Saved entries
+===+
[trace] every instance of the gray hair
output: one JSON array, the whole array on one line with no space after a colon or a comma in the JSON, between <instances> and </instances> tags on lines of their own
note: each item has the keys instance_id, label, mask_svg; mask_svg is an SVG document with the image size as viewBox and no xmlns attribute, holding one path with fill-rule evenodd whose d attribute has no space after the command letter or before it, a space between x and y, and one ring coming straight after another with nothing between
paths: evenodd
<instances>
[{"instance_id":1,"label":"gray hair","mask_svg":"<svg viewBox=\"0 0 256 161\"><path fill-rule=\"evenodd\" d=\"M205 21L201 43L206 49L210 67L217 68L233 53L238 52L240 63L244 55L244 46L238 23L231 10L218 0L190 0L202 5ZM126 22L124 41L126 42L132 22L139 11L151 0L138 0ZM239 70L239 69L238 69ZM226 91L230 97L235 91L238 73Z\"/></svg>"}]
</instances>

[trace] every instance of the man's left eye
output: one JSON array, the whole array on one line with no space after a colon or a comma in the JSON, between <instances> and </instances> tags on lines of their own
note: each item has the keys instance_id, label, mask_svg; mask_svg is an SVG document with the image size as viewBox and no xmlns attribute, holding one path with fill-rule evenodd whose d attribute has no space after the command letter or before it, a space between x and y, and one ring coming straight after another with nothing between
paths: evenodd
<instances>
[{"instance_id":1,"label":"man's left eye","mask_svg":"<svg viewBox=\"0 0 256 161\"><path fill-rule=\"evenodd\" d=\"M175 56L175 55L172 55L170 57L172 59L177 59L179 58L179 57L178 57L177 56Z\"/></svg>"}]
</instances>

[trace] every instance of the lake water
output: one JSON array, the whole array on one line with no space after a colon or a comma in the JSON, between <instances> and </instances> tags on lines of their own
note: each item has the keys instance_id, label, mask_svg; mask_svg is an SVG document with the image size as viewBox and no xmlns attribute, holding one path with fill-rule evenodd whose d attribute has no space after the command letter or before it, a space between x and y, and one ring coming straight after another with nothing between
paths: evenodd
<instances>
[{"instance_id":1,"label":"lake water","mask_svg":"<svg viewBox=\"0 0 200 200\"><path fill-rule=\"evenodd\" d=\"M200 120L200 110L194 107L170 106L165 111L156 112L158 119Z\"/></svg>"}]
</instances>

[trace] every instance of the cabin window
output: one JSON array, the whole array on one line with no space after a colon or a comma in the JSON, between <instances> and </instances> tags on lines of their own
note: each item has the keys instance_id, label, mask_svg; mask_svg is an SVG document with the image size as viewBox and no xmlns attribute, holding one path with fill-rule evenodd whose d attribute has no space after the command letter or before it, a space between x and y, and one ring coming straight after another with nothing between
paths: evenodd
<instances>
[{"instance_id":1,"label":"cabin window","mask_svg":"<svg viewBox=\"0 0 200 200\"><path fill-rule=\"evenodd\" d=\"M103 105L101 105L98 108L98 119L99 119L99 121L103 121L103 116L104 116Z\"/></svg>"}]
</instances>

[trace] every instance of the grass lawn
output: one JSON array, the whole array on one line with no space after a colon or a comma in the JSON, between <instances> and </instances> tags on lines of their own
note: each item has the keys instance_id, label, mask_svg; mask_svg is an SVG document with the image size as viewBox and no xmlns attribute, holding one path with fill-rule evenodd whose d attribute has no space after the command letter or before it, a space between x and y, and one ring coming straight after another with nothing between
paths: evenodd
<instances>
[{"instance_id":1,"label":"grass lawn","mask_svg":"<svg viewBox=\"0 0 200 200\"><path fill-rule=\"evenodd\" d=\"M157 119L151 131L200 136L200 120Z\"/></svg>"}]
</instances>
+===+
Given instruction
From the material above, pick out every line that contains the string "lake", and copy each of those lines in full. Case counts.

Result of the task
[trace] every instance of the lake water
[{"instance_id":1,"label":"lake water","mask_svg":"<svg viewBox=\"0 0 200 200\"><path fill-rule=\"evenodd\" d=\"M200 120L200 110L194 107L170 106L165 111L156 112L158 119Z\"/></svg>"}]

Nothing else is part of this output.